● **Given instruction**: Everything from the line holding "Provide the mask of every instance of the sea" through the last line below must be repeated exactly, and nothing else.

● **Items**:
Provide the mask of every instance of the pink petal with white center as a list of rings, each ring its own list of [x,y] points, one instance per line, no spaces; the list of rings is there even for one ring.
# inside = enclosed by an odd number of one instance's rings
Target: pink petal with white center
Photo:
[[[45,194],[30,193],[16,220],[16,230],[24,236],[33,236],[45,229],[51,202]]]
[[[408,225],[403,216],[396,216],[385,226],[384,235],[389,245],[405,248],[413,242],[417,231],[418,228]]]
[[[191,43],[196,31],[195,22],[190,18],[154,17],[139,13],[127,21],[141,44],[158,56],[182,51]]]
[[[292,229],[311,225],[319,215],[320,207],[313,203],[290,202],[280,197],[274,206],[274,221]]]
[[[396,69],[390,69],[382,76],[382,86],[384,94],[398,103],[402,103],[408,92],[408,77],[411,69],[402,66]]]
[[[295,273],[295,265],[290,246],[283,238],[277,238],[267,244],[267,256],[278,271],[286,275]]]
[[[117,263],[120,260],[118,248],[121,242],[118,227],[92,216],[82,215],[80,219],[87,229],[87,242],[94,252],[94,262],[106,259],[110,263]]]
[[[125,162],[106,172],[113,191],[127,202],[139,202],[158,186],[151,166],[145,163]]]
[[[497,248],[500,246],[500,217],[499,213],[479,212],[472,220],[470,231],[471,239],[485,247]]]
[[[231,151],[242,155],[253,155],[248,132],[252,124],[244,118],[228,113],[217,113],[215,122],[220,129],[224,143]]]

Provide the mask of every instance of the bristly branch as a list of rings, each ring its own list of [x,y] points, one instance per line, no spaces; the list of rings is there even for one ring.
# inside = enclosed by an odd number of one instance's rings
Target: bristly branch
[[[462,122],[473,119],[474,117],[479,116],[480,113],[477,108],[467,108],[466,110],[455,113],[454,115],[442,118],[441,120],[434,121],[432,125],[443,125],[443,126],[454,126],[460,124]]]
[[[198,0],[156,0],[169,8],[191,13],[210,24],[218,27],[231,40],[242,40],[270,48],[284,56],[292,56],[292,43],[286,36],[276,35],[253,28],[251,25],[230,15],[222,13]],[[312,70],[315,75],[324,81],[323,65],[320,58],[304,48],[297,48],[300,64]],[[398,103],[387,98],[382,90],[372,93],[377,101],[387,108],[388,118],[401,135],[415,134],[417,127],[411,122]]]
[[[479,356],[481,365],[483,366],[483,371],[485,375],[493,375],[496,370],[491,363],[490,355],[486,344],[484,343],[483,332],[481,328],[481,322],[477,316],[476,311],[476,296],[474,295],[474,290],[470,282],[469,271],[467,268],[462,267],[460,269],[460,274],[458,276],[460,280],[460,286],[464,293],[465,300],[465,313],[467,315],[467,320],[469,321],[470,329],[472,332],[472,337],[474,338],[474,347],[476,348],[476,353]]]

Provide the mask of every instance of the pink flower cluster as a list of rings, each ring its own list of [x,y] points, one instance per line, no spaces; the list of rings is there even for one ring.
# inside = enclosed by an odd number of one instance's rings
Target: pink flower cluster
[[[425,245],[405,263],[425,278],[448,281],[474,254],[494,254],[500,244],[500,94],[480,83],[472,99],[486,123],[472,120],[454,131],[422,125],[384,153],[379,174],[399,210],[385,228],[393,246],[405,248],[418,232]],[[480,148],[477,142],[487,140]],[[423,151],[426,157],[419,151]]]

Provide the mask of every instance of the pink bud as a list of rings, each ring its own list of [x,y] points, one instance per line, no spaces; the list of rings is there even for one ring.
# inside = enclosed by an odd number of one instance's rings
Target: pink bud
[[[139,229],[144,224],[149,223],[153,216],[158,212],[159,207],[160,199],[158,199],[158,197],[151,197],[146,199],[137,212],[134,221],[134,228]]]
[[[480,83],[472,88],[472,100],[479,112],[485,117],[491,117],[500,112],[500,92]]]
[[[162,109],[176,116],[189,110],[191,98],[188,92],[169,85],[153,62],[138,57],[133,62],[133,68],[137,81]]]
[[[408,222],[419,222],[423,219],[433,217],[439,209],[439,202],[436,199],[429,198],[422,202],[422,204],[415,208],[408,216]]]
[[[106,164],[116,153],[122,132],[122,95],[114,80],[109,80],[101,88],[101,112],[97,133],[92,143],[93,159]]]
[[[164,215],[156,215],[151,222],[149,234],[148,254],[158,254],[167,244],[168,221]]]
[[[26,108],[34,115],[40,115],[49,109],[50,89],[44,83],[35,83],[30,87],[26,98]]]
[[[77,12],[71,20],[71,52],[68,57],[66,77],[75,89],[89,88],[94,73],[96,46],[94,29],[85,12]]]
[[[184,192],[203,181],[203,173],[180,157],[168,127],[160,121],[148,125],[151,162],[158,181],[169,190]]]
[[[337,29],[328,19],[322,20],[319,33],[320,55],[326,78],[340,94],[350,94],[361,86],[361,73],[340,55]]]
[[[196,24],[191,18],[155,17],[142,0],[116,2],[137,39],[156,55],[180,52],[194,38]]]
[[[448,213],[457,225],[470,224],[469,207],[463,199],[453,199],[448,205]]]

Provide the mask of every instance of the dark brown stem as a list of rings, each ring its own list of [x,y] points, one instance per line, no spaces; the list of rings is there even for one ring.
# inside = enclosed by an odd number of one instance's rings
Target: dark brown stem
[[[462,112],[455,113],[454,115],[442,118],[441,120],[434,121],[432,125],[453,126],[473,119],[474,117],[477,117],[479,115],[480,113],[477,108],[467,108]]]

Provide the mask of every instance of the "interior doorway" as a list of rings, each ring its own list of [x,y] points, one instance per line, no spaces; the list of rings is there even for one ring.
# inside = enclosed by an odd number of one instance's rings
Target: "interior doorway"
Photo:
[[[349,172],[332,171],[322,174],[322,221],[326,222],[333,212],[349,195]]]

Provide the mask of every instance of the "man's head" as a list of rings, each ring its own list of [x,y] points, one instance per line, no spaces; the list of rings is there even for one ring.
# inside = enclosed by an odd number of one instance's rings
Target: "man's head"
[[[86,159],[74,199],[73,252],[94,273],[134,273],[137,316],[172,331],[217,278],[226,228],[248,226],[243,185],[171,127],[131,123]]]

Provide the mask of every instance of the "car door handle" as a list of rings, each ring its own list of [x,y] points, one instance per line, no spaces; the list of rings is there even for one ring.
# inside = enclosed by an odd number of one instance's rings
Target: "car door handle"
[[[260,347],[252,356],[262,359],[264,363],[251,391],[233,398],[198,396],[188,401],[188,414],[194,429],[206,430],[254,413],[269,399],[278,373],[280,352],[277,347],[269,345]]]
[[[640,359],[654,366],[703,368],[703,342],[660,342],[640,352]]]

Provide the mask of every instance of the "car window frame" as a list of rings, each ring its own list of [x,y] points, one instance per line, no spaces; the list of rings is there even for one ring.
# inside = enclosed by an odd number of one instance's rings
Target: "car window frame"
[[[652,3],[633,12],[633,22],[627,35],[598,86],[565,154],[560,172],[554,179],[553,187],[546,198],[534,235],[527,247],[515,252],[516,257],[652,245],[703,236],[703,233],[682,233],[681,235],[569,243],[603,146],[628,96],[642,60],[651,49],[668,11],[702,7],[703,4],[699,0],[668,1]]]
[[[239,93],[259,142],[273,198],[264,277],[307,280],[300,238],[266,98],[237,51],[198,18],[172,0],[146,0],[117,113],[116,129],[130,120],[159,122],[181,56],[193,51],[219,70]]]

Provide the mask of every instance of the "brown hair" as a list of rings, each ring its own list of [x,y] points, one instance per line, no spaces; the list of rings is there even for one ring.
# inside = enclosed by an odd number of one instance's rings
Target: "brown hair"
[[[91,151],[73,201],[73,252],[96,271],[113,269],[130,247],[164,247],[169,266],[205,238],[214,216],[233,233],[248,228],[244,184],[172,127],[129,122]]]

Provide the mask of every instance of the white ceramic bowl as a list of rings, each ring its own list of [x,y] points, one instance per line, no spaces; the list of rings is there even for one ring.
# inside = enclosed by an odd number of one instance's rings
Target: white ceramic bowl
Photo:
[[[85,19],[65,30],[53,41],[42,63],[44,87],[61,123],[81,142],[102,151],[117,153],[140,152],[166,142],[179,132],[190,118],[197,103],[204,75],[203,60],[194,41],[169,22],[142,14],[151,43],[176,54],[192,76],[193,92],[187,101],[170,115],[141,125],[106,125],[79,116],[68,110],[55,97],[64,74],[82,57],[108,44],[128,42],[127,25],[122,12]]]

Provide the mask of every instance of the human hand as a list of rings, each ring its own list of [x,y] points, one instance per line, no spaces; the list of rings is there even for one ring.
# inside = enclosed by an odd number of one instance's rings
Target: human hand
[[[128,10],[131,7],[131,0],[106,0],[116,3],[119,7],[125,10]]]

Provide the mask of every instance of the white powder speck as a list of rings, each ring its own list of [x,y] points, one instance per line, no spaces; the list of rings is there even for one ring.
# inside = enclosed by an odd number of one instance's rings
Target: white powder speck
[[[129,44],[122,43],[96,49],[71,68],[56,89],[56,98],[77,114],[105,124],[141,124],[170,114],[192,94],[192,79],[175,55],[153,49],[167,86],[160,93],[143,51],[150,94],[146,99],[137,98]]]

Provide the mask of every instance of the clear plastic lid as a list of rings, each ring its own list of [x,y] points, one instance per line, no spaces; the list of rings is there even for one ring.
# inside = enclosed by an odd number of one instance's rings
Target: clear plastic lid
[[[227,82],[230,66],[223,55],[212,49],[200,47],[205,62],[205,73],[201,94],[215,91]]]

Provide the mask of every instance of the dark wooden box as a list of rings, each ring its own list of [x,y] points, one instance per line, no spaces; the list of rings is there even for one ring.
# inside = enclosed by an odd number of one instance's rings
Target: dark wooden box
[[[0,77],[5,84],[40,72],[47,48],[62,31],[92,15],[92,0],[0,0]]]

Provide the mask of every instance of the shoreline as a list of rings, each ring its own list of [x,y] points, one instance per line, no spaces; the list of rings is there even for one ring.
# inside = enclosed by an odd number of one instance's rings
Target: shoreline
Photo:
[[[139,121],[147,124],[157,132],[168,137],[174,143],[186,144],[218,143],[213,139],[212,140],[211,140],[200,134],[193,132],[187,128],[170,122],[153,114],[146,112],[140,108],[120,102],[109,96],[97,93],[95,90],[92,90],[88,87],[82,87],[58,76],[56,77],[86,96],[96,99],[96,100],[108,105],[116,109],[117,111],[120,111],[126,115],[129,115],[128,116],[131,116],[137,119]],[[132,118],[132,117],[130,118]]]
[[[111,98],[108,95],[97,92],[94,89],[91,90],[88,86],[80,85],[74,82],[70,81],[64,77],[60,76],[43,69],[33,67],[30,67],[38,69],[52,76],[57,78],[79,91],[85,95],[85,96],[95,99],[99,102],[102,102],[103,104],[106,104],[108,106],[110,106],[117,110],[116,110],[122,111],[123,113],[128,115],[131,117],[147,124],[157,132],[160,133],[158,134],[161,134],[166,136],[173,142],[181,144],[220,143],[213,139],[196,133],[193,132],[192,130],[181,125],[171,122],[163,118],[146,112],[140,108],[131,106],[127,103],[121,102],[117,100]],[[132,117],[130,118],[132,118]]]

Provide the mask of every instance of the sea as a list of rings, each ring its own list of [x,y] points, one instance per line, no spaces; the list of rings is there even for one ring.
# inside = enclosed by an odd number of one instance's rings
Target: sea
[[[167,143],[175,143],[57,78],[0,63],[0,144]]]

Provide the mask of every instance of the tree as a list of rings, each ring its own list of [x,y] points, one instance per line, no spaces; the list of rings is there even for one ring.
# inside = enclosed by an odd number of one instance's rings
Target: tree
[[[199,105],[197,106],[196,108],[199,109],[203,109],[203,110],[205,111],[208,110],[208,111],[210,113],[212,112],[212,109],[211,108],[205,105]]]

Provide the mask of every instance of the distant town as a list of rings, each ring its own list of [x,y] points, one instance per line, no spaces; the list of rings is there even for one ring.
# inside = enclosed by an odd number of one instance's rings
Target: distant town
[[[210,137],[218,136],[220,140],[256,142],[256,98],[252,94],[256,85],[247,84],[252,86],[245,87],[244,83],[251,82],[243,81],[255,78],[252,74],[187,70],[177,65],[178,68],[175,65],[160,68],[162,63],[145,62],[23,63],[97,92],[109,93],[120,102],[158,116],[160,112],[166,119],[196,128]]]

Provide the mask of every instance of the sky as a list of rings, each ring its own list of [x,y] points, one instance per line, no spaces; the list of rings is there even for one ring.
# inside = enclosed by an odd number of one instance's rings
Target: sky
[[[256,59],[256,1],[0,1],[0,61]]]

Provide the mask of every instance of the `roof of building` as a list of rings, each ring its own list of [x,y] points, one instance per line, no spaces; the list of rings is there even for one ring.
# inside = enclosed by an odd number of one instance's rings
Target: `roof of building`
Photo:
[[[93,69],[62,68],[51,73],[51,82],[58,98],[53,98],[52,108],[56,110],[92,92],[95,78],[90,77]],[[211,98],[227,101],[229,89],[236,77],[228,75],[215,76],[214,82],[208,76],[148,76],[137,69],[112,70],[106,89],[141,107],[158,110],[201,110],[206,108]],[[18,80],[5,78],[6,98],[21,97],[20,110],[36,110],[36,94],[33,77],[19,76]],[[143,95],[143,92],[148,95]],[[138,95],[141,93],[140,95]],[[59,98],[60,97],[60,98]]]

● **Output below**:
Provide the mask of every instance of the sea as a list of rings, each ring its own list of [x,y] points, one instance per line, no spaces; the list of rings is there even for one ring.
# inside = enclosed by an odd number of one instance's rings
Target: sea
[[[167,143],[175,143],[57,78],[0,63],[0,144]]]

Provide the mask of every instance of the tree as a list of rings, each ring its own list of [x,y] points, one instance per line, no spaces; the list of rings is there even for one ring.
# inside = enclosed by an odd number of one instance's rings
Target: tree
[[[199,105],[197,106],[196,108],[199,109],[203,109],[203,110],[205,111],[208,110],[208,111],[210,113],[212,112],[212,109],[211,108],[205,105]]]

Provide the mask of every instance of the distant town as a list of rings, each ring its own list of [x,y] points, one instance per line, no spaces; the list of rings is there even for one ring.
# inside = enclosed by an odd number of one instance's rings
Target: distant town
[[[210,137],[218,136],[220,140],[256,142],[256,98],[252,94],[256,85],[247,84],[252,86],[245,87],[244,83],[251,82],[243,81],[255,78],[252,74],[187,70],[177,65],[178,68],[175,65],[160,68],[162,63],[145,62],[23,63],[97,92],[109,93],[120,102],[158,116],[160,112],[166,119],[196,128]]]

Provide the mask of every instance of the sky as a list of rings, each ring its own list of [x,y] points, one instance per line, no spaces; the list of rings is there even for one ring.
# inside = enclosed by an odd number of one instance's rings
Target: sky
[[[256,59],[256,1],[0,1],[0,61]]]

Provide the mask of every instance of the `roof of building` as a list of rings, each ring its own list of [x,y] points, one instance per line, no spaces; the list of rings is there even for one ring.
# inside = enclosed by an odd number of one instance's rings
Target: `roof of building`
Photo:
[[[93,69],[62,68],[51,73],[51,82],[58,98],[53,98],[52,108],[56,110],[92,92],[95,78],[90,77]],[[211,98],[227,101],[229,89],[236,77],[228,75],[215,76],[214,82],[208,76],[148,76],[137,69],[112,70],[106,89],[141,107],[158,110],[201,110],[206,108]],[[18,80],[5,78],[6,98],[21,97],[20,110],[36,110],[36,94],[33,77],[19,76]],[[143,95],[143,92],[148,95]],[[138,95],[141,93],[140,95]],[[59,98],[60,97],[60,98]]]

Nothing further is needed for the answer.